═════ Passage to read
In a previous post we explained why primary and secondary causes switch places across a system boundary.

To recap, by example:

The Pedestrian and the Car

The Event

A man steps off the sidewalk (pavement) and is hit by a car on the road. At first glance, this seems like a straightforward incident. But was the primary cause (the main reason it happened) that the man left the pavement? Or was it that the car didn’t stop?

Pavement (Human-Centric) Perspective

  • Primary Cause: The man left the pavement—his protected space.
  • Secondary Cause: He was struck by a car.
  • Event Explanation: The man was run over because he stepped off the pavement without looking.

From a pedestrian-focused system, the pavement is designed for people’s safety. The moment the man steps off into the roadway, he’s left the system that’s meant to protect him. In that view, his action (stepping off the curb) is the key event that led to the accident.

Road (Car-Centric) Perspective

  • Primary Cause: A physical object (the man) appeared in front of a moving car.
  • Secondary Cause: He got there by stepping off the pavement.
  • Event Explanation: The man was run over because he was standing in the way of a car which was unable to stop in time.

From a vehicle-focused system, the road is built to help cars move freely and efficiently. Anything on the road that isn’t a car—be it a stray object, an animal, or a person—risks getting hit if it appears suddenly. The driver sees the immediate cause as “There was someone in my path,” while the reason that person got there feels secondary.

Why the Cause “Switches”
══════════
- Set tasks:
• A. Translate this sentence from the passage on primary and secondary causes into Spanish: "From a vehicle-focused system, the road is built to help cars move freely and efficiently."
• B. Quote the passage on primary and secondary causes from "A man steps" up to and including "a moving car.".
The listing that comes next is taken from a different source.
═════ Data entries
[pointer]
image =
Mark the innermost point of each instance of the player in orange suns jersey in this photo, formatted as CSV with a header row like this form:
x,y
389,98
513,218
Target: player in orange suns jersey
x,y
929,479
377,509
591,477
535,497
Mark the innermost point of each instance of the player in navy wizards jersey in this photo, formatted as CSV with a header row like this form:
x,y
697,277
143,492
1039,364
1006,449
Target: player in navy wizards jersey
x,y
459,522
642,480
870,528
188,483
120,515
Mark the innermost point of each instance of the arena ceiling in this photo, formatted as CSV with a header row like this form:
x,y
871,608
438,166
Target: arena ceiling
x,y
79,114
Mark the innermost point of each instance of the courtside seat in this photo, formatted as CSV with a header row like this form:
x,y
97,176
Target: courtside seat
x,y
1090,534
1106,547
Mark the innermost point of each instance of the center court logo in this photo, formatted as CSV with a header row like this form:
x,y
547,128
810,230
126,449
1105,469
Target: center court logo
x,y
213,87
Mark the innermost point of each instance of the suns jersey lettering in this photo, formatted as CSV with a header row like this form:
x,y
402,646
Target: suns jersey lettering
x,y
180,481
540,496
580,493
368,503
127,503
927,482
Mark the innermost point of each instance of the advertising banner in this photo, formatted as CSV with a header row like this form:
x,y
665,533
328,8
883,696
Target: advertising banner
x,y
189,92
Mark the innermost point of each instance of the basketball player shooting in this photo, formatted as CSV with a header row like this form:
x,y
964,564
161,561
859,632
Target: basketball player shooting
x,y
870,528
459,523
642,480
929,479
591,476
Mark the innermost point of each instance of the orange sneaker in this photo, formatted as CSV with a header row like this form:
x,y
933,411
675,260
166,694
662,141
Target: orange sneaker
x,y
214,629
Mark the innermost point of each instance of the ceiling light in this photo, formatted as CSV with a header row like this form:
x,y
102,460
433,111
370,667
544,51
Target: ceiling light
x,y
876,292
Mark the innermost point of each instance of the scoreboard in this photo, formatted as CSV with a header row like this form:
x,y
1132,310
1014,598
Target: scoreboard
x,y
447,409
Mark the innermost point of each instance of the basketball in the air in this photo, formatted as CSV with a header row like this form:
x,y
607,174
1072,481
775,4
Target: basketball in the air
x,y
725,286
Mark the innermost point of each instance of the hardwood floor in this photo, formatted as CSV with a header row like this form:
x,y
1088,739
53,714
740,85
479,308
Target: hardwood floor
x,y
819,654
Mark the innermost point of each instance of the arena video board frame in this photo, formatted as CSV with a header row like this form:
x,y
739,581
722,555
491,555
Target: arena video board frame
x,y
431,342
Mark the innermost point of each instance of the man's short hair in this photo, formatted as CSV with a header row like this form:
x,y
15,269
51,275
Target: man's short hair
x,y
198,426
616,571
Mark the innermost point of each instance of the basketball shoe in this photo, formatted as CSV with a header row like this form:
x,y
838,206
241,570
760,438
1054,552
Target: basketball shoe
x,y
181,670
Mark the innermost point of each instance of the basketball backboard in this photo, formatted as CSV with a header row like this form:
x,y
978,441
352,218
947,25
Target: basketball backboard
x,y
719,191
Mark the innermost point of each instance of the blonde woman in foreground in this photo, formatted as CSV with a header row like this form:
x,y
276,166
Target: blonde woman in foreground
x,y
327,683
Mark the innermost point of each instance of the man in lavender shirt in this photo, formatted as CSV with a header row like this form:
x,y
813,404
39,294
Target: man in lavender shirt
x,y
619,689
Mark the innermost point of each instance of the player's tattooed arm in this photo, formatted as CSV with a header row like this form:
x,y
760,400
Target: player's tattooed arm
══════════
- Expected responses:
• A. Desde un sistema centrado en los vehículos, la carretera está construida para ayudar a que los coches circulen con libertad y eficiencia.

• B.
A man steps off the sidewalk (pavement) and is hit by a car on the road. At first glance, this seems like a straightforward incident. But was the primary cause (the main reason it happened) that the man left the pavement? Or was it that the car didn’t stop?

Pavement (Human-Centric) Perspective

  • Primary Cause: The man left the pavement—his protected space.
  • Secondary Cause: He was struck by a car.
  • Event Explanation: The man was run over because he stepped off the pavement without looking.

From a pedestrian-focused system, the pavement is designed for people’s safety. The moment the man steps off into the roadway, he’s left the system that’s meant to protect him. In that view, his action (stepping off the curb) is the key event that led to the accident.

Road (Car-Centric) Perspective

  • Primary Cause: A physical object (the man) appeared in front of a moving car.